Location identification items
## Begin
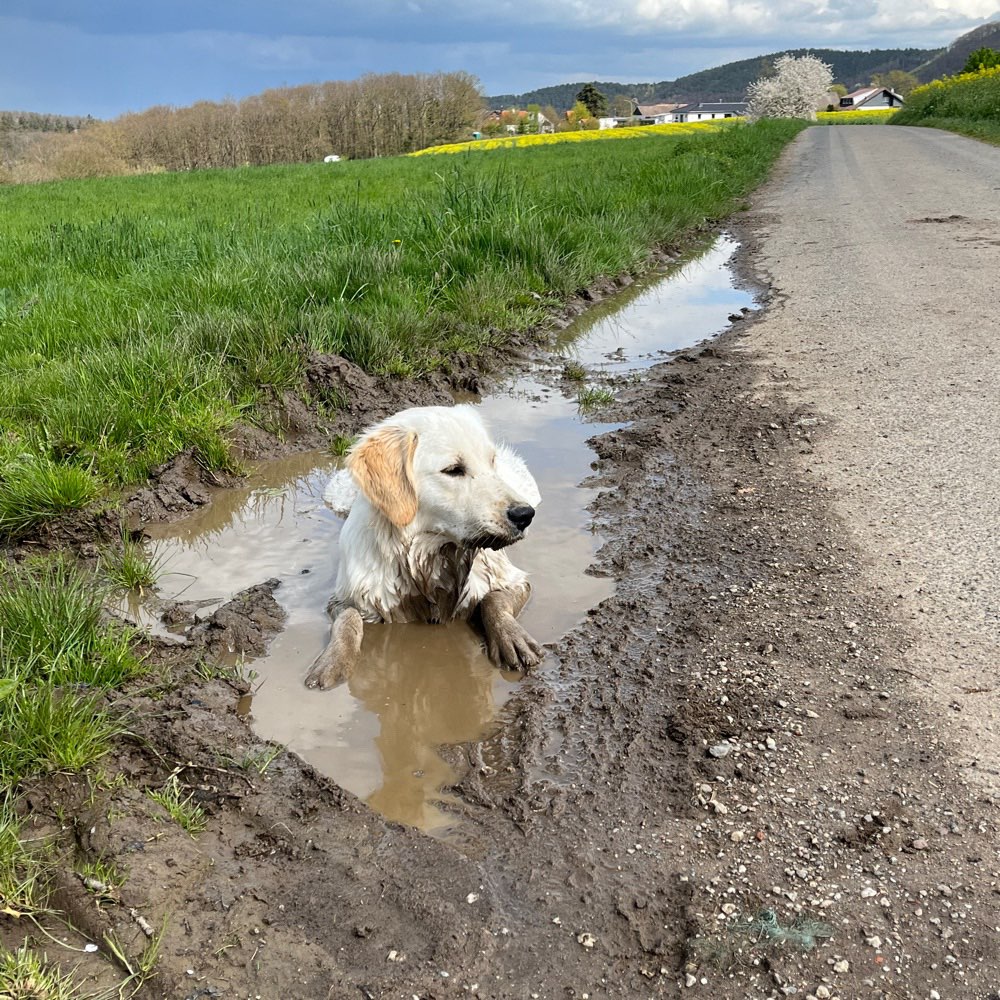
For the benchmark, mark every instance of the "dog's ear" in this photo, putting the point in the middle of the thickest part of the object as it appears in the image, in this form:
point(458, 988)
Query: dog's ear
point(382, 465)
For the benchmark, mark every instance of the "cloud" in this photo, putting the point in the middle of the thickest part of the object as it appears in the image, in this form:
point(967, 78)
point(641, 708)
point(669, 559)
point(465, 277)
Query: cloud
point(108, 56)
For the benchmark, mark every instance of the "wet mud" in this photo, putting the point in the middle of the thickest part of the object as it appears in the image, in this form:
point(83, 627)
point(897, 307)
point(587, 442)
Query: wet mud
point(708, 788)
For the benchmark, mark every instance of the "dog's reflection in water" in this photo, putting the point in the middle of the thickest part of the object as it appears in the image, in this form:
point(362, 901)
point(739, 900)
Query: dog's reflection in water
point(430, 686)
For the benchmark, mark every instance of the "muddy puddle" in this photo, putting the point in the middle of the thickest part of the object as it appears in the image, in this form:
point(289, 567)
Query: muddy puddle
point(423, 687)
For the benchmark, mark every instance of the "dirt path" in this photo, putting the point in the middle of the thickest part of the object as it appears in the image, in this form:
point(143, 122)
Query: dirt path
point(733, 780)
point(884, 248)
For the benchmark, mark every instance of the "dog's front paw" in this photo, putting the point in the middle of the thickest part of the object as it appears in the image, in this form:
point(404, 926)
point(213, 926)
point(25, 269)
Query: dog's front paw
point(336, 663)
point(509, 645)
point(325, 674)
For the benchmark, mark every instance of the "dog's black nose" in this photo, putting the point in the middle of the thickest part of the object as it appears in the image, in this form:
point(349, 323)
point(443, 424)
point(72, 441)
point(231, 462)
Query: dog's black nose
point(520, 516)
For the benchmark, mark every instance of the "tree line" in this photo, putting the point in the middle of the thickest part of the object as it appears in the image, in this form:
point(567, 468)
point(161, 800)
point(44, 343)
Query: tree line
point(376, 115)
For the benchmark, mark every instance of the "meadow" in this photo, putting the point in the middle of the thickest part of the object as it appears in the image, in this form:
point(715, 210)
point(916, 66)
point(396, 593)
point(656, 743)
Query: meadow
point(968, 104)
point(146, 315)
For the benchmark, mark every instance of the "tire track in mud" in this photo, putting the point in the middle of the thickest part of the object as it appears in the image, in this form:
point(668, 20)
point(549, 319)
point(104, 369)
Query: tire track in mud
point(720, 785)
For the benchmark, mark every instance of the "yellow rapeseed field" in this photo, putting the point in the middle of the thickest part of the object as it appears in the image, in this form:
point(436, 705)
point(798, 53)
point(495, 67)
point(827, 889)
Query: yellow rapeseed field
point(580, 135)
point(871, 116)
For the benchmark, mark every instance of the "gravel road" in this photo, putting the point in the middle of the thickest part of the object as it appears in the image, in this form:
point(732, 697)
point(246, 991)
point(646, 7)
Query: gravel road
point(882, 245)
point(764, 767)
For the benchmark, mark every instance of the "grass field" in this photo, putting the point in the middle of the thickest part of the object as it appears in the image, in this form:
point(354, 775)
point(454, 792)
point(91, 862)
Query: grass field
point(968, 104)
point(142, 316)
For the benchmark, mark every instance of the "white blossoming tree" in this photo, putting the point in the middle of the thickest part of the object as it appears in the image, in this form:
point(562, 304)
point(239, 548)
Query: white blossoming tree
point(798, 87)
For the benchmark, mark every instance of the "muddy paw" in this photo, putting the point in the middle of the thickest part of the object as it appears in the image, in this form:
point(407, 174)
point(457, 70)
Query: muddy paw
point(510, 646)
point(336, 663)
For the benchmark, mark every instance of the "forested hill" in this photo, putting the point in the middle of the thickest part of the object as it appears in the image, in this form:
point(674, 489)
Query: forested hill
## End
WHAT YOU SHOULD DO:
Can you transcribe everything from the start of the items down to the line containing "point(325, 674)", both ends included, without the pictures?

CORRECT ANSWER:
For the benchmark, mark every instance of the "dog's ear" in this photo, putting the point in the middle of the thickest part of the object as it appears in the image, in this form:
point(458, 988)
Query: dog's ear
point(382, 465)
For the benchmark, mark every instance of the "cloud" in this photo, putting the point in the middle of the thickest part of the object as it appears in the image, in this form:
point(967, 78)
point(641, 708)
point(669, 559)
point(465, 277)
Query: cloud
point(108, 56)
For the benchmark, mark every instance of the "wet mud" in this photo, putting the point in the middle of the thickest part of the object as it appears in the image, in this form:
point(83, 627)
point(897, 307)
point(587, 442)
Query: wet mud
point(708, 788)
For the benchmark, mark every instance of the "dog's reflection in water" in this photo, putting the point in the middle of the thickest part of the object as it appears in the image, in this form:
point(362, 901)
point(739, 900)
Query: dog's reflection in water
point(430, 686)
For the benchmark, mark every instance of the "muddy puddle" in this photo, putting the point in the middle of the thickest part of the object as it appears in the image, in this form:
point(289, 567)
Query: muddy puddle
point(423, 687)
For the benchmark, mark every instance of the "dirt path" in this photo, putting the point in the middle of the thickest part of the object as it appears in the image, in this form:
point(143, 122)
Query: dirt path
point(733, 780)
point(884, 248)
For the benchmark, mark every instance of the "dog's front paw" in this photo, putting the point in the middle of the thickest part of the object as it appears in the image, in this form:
point(404, 926)
point(213, 926)
point(25, 269)
Query: dog's front paw
point(336, 663)
point(509, 645)
point(325, 674)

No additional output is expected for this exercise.